Write out exactly the lines running from the line that includes "the green metal" to the end of the data, both ends included, and nothing besides.

◆ **Supplied data**:
>>>>

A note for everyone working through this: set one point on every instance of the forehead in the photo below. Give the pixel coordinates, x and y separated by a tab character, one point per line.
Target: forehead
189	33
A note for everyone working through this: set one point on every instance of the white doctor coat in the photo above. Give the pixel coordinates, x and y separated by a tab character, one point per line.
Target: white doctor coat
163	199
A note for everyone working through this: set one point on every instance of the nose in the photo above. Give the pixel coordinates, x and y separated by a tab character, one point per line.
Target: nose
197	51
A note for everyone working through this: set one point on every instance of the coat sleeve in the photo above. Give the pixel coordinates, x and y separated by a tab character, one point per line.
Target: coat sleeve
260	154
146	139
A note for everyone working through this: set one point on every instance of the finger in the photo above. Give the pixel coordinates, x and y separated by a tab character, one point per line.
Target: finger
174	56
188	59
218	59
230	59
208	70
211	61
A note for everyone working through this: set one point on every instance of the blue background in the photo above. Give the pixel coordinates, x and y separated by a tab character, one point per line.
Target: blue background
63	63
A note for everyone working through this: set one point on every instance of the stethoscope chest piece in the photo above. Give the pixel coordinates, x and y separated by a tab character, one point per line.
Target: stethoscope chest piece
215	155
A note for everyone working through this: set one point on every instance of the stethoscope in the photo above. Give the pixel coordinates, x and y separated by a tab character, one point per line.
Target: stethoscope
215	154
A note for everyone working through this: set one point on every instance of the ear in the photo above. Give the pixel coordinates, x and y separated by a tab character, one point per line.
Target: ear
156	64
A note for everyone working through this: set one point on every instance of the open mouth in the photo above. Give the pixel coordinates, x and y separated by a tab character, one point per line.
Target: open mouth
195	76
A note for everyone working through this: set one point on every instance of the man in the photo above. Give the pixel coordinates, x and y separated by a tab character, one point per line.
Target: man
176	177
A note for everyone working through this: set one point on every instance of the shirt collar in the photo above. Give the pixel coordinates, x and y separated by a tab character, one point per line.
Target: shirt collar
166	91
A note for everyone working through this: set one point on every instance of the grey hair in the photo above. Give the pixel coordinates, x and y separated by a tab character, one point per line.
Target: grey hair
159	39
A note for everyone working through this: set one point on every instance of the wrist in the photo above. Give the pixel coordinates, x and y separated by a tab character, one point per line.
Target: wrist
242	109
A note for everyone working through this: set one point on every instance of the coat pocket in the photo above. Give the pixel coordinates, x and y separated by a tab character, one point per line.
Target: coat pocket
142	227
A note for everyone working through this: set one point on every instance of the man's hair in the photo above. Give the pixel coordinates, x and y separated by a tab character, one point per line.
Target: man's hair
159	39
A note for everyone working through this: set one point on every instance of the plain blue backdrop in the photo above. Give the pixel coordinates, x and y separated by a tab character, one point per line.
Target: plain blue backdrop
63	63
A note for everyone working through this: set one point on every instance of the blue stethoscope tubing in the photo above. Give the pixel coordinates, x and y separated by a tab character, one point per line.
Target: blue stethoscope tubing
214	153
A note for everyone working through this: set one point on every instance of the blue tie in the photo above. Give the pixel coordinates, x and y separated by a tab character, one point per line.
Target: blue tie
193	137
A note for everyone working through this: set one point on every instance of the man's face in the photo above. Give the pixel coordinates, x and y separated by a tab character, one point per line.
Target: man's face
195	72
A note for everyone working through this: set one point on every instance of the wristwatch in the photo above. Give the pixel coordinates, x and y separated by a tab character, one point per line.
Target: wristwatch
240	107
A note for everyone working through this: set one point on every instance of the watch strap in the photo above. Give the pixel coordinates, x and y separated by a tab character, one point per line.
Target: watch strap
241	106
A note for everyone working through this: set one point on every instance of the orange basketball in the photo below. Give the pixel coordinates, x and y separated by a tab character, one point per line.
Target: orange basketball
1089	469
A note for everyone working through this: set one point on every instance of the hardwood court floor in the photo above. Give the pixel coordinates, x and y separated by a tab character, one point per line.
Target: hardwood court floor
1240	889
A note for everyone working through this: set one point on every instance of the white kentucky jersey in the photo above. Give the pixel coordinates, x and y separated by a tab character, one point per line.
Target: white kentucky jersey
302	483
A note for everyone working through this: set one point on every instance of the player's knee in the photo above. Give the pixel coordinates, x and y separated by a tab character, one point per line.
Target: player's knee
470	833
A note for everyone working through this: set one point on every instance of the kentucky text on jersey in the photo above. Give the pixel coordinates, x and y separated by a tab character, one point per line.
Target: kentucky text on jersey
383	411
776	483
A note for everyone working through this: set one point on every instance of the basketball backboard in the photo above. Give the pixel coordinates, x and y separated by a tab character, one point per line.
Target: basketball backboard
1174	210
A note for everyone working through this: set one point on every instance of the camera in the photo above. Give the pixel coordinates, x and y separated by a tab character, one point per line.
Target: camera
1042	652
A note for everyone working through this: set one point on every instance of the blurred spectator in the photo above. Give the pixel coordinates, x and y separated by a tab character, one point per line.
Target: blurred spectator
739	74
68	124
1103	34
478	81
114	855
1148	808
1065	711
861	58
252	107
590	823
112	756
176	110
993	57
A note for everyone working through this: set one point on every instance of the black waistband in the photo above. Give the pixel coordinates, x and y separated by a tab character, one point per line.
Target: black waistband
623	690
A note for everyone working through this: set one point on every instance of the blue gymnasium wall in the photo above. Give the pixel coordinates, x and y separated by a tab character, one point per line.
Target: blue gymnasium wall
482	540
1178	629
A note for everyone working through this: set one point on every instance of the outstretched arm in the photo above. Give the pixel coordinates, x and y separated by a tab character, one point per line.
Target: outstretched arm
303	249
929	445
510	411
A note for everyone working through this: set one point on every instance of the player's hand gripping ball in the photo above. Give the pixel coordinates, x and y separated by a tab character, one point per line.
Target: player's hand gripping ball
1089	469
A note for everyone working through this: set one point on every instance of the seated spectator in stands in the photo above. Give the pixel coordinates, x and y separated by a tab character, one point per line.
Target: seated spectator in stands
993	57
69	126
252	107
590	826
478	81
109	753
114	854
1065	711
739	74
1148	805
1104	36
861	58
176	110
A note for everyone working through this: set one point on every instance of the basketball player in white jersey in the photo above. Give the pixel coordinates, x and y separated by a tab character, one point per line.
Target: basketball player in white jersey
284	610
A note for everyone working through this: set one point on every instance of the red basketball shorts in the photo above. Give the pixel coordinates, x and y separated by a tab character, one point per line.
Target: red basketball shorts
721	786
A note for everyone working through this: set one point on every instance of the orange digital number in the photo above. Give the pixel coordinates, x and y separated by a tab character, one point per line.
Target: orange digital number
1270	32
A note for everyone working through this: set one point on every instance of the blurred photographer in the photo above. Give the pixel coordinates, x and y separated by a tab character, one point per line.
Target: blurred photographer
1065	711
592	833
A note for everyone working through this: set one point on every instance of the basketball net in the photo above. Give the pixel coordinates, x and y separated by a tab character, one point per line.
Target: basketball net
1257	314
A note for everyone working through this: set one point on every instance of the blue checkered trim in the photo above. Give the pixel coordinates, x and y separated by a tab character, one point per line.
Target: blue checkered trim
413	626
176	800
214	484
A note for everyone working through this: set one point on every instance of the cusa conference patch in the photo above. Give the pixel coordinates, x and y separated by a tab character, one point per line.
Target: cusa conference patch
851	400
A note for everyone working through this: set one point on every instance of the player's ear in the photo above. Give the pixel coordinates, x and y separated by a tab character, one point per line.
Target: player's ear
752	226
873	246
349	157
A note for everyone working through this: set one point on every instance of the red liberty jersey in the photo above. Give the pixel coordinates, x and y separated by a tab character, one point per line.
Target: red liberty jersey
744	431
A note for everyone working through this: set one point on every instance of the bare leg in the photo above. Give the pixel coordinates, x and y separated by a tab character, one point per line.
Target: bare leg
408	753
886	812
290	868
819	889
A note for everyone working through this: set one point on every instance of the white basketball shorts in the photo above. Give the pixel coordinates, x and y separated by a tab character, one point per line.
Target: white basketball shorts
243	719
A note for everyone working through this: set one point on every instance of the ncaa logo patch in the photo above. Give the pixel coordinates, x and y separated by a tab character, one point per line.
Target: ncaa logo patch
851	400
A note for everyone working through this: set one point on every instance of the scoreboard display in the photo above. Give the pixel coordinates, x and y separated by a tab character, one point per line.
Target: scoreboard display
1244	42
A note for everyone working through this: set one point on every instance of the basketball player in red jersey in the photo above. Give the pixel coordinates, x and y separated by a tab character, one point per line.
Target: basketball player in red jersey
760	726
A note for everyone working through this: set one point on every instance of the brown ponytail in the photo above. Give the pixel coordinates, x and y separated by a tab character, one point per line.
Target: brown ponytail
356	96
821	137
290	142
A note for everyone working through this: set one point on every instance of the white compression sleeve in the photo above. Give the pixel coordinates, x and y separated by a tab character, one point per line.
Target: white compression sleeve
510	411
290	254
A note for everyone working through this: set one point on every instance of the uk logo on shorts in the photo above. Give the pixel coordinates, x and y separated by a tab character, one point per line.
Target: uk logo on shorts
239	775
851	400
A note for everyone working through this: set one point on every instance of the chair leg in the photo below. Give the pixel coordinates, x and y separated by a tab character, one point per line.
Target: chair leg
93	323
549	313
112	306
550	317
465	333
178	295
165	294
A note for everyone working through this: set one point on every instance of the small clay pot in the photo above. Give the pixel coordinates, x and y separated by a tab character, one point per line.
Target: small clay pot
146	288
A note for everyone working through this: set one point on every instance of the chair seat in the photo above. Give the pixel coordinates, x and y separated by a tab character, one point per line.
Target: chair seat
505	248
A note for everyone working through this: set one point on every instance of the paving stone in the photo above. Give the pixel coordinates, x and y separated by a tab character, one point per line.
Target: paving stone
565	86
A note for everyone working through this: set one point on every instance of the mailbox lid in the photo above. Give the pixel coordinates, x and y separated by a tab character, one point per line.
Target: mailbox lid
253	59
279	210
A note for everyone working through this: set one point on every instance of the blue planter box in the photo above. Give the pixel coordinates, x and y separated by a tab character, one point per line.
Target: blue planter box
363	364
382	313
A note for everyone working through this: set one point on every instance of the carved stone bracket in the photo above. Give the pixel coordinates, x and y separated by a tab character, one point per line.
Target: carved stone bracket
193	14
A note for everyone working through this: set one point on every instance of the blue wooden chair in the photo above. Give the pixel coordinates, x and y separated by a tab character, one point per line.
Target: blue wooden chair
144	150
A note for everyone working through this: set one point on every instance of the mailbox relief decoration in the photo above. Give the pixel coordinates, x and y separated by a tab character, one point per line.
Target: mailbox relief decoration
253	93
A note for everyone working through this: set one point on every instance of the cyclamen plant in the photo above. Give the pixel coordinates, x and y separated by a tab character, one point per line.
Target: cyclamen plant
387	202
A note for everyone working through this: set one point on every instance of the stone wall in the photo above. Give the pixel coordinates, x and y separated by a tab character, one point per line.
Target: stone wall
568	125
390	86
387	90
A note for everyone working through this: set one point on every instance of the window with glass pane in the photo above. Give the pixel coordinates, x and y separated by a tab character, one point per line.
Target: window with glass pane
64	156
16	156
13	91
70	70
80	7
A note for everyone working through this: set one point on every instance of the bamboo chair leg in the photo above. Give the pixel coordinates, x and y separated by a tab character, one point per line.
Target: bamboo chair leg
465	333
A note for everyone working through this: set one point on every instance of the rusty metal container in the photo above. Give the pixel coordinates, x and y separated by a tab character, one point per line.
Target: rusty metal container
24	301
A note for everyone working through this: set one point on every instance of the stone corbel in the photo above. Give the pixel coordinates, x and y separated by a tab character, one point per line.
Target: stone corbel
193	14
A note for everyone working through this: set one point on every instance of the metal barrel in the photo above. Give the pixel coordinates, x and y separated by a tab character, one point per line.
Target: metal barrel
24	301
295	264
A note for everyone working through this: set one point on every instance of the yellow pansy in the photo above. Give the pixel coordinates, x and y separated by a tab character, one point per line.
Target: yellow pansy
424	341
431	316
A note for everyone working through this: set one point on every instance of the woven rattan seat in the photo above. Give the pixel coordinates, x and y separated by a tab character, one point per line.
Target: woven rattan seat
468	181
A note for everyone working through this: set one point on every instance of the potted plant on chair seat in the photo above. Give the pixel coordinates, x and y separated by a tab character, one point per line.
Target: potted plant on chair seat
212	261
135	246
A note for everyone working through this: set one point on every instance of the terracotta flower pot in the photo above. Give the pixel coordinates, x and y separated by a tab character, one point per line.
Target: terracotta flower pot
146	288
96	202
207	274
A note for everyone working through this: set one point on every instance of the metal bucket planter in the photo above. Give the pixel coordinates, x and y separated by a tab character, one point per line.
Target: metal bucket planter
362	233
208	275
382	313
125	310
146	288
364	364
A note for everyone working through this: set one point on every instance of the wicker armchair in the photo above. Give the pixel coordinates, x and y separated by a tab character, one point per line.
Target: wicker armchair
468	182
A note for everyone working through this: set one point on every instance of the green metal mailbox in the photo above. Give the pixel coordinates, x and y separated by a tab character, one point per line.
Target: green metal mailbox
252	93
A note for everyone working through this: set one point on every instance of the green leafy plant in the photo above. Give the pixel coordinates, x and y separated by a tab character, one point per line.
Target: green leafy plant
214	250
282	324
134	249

<<<<

◆ **Completed exercise**:
A note for everyone working through this: set one point on every instance of the green metal mailbox in the photo above. Give the pixel coordinates, x and y separated by a tab character, one point per line.
Target: green metal mailbox
252	93
A note for everyone working through this: set one point on every instance of the green leafy plant in the photo above. Give the pixel coordinates, x and y separated by a tab character, one point per line.
Target: green leafy plant
214	250
282	324
134	249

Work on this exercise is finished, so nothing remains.